◆ TRY IT: Starting with the line containing "For every instance of the shorts, the" and going on through the line containing "For every instance of the person's", return the lines of the data below exactly, and only those.

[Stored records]
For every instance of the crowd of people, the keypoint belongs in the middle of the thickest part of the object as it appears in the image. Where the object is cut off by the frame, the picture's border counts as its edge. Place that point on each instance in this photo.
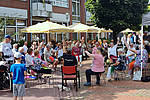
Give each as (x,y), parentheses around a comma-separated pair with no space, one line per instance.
(44,58)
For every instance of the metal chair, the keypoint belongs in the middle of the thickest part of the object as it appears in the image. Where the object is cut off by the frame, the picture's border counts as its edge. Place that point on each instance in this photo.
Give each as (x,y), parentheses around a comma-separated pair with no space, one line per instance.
(70,73)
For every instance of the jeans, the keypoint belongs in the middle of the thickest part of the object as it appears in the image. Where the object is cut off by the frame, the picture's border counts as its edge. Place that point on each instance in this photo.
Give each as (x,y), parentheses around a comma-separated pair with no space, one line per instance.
(89,72)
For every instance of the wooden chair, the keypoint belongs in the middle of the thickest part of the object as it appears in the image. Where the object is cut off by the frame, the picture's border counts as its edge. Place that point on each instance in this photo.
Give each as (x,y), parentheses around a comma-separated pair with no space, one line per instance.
(70,73)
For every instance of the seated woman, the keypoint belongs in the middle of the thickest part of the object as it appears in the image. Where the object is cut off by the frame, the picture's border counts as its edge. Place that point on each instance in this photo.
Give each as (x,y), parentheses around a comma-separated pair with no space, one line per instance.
(119,65)
(137,62)
(21,51)
(39,65)
(60,53)
(97,66)
(69,59)
(48,57)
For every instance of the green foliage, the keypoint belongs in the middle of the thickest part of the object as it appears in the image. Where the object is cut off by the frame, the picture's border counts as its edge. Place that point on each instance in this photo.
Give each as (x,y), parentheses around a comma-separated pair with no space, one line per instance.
(117,14)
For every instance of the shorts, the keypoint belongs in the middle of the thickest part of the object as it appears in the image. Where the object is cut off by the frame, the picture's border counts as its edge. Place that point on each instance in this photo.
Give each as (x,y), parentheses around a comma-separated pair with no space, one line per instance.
(19,90)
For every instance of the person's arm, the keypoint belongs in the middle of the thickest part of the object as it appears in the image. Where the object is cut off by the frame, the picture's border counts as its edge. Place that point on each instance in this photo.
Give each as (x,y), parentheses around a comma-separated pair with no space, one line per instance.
(135,51)
(90,55)
(12,74)
(115,64)
(45,56)
(130,55)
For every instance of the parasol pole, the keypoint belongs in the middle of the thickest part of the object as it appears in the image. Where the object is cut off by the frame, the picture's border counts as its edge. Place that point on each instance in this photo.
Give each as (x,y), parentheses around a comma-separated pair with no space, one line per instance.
(141,49)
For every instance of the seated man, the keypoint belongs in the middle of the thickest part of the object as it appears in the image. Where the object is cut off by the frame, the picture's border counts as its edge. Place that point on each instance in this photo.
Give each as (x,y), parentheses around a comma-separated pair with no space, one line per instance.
(68,59)
(48,57)
(119,65)
(39,66)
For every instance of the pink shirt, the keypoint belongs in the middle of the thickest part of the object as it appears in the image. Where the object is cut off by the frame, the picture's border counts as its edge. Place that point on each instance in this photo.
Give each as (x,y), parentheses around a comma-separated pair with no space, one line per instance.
(98,63)
(94,50)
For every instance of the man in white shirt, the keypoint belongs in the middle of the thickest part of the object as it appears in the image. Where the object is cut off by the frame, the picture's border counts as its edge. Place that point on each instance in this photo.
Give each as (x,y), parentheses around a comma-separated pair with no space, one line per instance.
(47,55)
(25,47)
(6,49)
(29,58)
(130,55)
(112,53)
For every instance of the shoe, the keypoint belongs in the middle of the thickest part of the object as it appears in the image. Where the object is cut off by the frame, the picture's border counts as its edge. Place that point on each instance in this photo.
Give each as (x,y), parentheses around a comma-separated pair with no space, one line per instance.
(87,84)
(97,83)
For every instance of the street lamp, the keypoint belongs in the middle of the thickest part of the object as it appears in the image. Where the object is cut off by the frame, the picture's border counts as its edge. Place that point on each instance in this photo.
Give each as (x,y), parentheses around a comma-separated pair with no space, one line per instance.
(67,18)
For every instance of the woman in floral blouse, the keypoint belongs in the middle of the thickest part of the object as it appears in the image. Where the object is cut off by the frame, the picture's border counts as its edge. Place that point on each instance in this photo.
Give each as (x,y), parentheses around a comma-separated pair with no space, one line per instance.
(137,62)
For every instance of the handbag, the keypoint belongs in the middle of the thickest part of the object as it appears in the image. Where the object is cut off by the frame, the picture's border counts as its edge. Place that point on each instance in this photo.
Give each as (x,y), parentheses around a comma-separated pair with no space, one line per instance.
(145,75)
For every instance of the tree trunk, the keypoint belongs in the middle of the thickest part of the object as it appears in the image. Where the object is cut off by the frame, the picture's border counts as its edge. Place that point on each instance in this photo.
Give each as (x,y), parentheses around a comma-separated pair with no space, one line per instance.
(115,37)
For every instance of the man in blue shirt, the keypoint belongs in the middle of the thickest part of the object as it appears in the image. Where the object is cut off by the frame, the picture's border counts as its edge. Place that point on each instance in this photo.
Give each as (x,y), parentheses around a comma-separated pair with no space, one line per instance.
(18,71)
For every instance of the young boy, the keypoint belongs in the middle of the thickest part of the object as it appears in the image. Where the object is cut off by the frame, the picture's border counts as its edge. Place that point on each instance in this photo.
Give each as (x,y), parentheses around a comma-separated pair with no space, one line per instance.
(18,71)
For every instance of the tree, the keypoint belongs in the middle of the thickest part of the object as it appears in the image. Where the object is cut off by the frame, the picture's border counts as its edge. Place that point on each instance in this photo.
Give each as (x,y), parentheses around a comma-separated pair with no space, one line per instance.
(117,14)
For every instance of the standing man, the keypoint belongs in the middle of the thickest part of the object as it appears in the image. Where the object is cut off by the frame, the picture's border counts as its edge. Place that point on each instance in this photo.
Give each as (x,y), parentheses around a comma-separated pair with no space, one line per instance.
(18,72)
(6,49)
(25,47)
(112,53)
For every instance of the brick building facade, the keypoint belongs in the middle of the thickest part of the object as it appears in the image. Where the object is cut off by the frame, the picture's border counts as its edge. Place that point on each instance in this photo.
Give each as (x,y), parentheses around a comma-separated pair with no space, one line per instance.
(16,15)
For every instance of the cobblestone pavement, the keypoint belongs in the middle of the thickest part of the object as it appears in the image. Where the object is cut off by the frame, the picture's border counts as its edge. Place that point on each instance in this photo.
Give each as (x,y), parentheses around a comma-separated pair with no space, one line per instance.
(116,90)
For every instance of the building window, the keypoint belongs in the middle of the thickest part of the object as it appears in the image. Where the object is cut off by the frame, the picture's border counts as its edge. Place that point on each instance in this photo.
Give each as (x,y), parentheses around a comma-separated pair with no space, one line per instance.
(76,10)
(60,3)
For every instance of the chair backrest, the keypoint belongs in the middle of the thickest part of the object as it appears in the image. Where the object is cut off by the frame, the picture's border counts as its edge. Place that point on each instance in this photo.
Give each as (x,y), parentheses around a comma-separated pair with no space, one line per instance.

◆ RESULT OF THIS EXERCISE:
For every instance of the shorts, the keypoint belongs in the middle of the thickest part of the object as it appears in the image. Where the object is cut off by the frame, the picture's border counts as its edge. Place that point on each instance in this photo.
Give each as (x,y), parentheses around a comma-separated pair with no space, one line per instance.
(19,90)
For every instance of the person's arm, the keypoint belongs in the middle of the thickest part of the object as it appears in the image. Where the object is cut off by the frame, the picture's border counts as its edge. Place that point on each instance in this photo.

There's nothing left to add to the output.